## Begin

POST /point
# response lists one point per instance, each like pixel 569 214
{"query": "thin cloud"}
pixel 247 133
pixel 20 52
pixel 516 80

## End

▶ [Directions]: Copy every one of the records above line for line, keeping each character unchanged.

▶ [Response to this exercise]:
POST /point
# response lists one point per instance, each like pixel 569 214
{"query": "thin cloud"}
pixel 247 133
pixel 20 52
pixel 516 80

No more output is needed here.